Saved entries
○ ○ ○ ○
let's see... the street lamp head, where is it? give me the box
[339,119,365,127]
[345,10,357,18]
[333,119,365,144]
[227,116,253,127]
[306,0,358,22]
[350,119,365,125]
○ ○ ○ ○
__What the exercise asks__. Could you output all of the records above exactly as given?

__Expected answer__.
let's see... the street lamp head, where is it? give me the box
[339,119,365,127]
[345,10,357,18]
[333,119,365,144]
[227,116,253,127]
[306,0,358,22]
[350,119,365,125]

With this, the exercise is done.